**Text for analysis:**

=-=-=-=-=

By Emma Guilfoyle, Volunteer Journey and Inclusion Advisor with VSO
A volunteering placement can provide a once in a lifetime opportunity to
discover a different culture and make a positive difference to communities
Volunteering overseas has become a popular choice for young people in the UK in recent years – whether after school, over a long university summer, or as a new and exciting challenge between jobs. And what’s more, it’s well
evidenced that volunteers who work overseas develop personally, increasing their confidence, leadership and other important life skills.
For disabled people however, travelling abroad to live and work in a totally different environment and culture can often present intimidating barriers that appear difficult to overcome. At Voluntary Service Overseas (VSO), we know that shouldn’t be the case. Through our International Citizen Service (ICS) programme, we’ve proven not only that disability should not prevent someone from taking part in this fantastic opportunity, but equally, that the experience is enhanced for everyone when people from all kinds of backgrounds and experiences take part.

=-=-=-=-=

**Data to examine:**
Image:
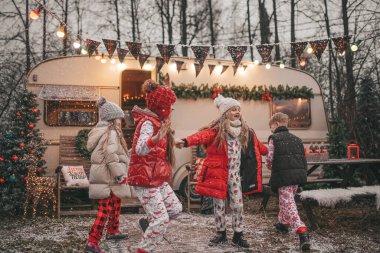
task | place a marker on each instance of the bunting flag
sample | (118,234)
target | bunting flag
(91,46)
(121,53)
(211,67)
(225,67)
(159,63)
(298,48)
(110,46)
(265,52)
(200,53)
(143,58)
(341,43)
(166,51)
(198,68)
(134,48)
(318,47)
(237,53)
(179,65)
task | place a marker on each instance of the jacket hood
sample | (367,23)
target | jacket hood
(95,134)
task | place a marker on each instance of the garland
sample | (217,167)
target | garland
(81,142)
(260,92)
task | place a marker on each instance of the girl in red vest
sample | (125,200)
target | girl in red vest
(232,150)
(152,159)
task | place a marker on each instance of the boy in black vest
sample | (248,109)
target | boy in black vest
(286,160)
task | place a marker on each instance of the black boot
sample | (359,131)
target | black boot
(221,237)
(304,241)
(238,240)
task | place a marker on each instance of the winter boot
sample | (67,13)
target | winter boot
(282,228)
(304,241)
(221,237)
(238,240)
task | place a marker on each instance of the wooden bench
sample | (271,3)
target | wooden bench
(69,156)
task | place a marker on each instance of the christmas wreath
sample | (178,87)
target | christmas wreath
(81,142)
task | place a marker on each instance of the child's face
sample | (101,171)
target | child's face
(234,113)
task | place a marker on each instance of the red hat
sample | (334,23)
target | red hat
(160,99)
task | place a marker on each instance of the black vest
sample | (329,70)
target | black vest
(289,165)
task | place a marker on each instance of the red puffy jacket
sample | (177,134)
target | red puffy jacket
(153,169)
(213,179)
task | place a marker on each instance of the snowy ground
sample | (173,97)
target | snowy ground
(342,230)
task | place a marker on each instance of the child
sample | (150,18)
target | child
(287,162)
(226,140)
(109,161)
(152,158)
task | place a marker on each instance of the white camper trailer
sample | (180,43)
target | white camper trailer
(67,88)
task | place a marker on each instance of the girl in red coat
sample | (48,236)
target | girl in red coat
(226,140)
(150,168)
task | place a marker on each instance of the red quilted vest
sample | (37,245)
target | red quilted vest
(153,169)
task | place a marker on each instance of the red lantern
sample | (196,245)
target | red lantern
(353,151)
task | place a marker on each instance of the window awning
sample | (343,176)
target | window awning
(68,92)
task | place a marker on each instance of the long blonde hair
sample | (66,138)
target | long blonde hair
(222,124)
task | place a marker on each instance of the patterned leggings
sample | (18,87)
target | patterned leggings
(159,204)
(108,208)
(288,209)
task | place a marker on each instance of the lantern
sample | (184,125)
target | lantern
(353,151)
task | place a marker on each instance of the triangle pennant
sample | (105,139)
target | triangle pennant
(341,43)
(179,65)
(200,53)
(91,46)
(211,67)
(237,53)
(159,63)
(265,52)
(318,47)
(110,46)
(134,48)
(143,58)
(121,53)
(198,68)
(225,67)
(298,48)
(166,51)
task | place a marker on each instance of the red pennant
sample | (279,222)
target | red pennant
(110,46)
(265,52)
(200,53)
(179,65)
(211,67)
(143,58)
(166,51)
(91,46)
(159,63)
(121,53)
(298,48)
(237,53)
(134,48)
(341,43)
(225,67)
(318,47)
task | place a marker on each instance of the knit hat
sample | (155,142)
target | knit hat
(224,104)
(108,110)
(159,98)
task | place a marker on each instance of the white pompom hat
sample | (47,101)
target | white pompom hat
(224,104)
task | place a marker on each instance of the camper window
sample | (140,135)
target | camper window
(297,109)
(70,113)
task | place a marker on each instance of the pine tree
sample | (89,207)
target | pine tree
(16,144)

=-=-=-=-=

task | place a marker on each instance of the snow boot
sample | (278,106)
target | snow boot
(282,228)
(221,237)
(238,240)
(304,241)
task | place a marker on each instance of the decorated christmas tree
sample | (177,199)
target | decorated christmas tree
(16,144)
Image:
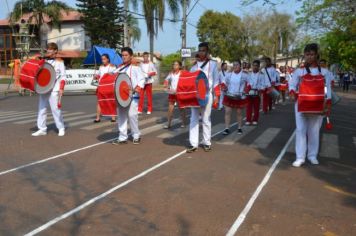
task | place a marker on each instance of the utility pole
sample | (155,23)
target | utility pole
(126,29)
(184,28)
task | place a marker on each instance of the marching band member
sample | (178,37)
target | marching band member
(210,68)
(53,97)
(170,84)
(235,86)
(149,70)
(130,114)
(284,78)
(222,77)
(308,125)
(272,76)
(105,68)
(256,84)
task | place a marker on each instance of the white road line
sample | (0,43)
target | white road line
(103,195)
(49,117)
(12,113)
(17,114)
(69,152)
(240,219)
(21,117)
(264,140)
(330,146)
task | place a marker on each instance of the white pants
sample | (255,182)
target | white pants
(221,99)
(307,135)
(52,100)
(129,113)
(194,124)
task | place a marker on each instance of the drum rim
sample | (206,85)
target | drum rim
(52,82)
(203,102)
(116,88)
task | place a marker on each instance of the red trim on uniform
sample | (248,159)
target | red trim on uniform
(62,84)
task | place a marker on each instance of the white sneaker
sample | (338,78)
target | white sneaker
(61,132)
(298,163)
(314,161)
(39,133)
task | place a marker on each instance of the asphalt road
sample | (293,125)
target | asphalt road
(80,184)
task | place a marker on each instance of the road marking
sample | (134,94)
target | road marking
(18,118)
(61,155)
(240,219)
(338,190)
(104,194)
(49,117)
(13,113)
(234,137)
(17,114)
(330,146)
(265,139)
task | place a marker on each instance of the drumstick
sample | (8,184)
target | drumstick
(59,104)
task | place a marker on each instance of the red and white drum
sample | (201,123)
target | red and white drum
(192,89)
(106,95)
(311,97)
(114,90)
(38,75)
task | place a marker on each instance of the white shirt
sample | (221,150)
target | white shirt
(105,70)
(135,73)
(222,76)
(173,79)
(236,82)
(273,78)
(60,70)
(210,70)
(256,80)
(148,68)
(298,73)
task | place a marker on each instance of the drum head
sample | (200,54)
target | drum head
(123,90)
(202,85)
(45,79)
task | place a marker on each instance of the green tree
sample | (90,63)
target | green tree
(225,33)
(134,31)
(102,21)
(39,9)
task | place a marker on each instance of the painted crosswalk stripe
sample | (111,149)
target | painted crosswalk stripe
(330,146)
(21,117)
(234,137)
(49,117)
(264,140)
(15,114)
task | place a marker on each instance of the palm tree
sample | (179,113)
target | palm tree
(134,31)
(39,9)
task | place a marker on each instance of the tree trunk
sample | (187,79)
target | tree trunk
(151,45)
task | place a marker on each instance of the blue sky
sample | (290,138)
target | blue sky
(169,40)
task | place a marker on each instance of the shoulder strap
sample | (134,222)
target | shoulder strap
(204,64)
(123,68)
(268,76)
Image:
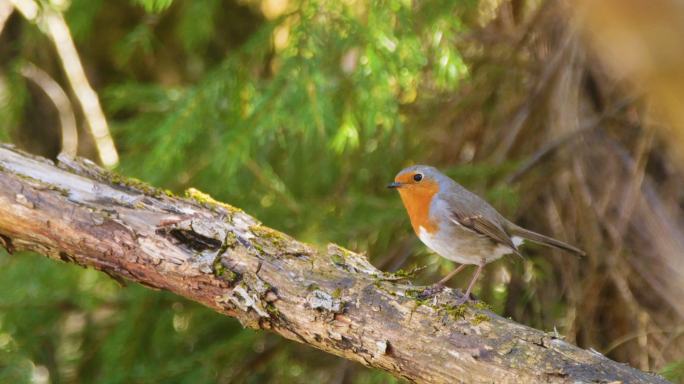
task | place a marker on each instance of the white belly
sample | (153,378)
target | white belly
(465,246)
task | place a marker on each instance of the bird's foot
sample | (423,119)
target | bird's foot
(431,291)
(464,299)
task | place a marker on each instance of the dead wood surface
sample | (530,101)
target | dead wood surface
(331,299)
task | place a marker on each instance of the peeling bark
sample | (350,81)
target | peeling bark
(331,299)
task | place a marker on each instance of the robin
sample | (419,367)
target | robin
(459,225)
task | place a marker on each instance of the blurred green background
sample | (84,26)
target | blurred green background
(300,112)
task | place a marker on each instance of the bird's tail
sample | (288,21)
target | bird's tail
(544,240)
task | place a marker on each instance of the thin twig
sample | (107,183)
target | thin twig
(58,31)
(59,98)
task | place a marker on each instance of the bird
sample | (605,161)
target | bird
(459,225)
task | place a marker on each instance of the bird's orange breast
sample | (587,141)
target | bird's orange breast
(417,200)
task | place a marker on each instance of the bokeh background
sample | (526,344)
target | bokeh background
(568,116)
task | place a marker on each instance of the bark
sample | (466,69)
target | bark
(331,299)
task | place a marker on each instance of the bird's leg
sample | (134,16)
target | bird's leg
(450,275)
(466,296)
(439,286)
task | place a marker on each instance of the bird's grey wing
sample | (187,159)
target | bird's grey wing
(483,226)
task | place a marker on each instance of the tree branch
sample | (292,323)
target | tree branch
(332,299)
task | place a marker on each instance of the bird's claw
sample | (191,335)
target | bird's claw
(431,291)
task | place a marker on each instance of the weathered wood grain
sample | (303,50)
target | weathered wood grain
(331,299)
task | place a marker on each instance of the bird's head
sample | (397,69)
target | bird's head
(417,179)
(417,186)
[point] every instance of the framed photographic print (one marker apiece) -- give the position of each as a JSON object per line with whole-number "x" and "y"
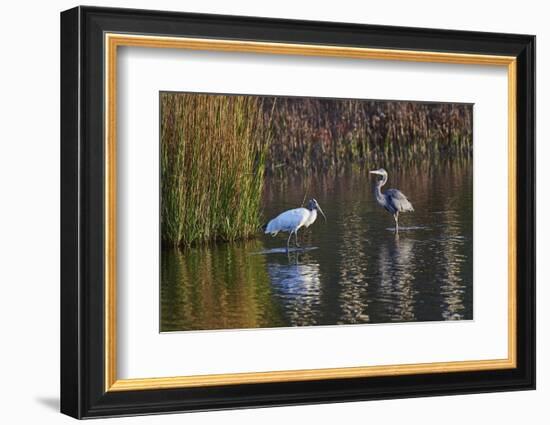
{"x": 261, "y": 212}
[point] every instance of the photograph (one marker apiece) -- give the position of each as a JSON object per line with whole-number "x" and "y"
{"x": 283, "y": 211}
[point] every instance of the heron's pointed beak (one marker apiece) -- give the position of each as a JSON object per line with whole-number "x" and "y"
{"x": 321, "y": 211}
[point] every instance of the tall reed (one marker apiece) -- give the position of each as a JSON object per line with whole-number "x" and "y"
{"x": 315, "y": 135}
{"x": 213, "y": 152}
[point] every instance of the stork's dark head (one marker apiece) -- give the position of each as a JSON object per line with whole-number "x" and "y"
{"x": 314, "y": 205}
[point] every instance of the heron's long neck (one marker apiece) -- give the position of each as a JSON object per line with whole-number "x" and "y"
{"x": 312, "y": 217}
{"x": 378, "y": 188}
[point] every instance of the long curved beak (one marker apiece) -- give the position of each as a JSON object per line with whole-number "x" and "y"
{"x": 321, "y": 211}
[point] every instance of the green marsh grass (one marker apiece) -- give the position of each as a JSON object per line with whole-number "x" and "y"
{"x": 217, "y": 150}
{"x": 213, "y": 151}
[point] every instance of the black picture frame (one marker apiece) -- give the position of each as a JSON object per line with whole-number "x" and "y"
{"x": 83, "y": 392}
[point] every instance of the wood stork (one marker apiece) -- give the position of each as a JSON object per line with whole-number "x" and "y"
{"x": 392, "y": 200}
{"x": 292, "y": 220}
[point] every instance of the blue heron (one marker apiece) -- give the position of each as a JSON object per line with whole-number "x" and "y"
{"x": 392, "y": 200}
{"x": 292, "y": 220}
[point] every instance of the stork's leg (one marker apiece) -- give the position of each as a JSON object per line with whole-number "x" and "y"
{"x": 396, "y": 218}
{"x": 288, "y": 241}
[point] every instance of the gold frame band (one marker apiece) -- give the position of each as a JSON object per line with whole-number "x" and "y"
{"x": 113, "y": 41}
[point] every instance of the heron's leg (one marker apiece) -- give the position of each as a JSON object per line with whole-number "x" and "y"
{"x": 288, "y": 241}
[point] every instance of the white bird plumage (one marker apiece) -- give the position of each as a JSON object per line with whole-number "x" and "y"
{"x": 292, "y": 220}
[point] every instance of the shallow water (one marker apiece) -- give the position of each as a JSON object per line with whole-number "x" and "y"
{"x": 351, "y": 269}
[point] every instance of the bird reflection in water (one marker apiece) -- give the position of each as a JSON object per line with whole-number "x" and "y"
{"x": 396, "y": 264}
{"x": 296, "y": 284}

=-=-=-=-=

**Problem:** Copy out the whole article above on disabled people volunteering overseas with VSO, word for word.

**Solved problem:**
By Emma Guilfoyle, Volunteer Journey and Inclusion Advisor with VSO
A volunteering placement can provide a once in a lifetime opportunity to
discover a different culture and make a positive difference to communities
Volunteering overseas has become a popular choice for young people in the UK in recent years – whether after school, over a long university summer, or as a new and exciting challenge between jobs. And what’s more, it’s well
evidenced that volunteers who work overseas develop personally, increasing their confidence, leadership and other important life skills.
For disabled people however, travelling abroad to live and work in a totally different environment and culture can often present intimidating barriers that appear difficult to overcome. At Voluntary Service Overseas (VSO), we know that shouldn’t be the case. Through our International Citizen Service (ICS) programme, we’ve proven not only that disability should not prevent someone from taking part in this fantastic opportunity, but equally, that the experience is enhanced for everyone when people from all kinds of backgrounds and experiences take part.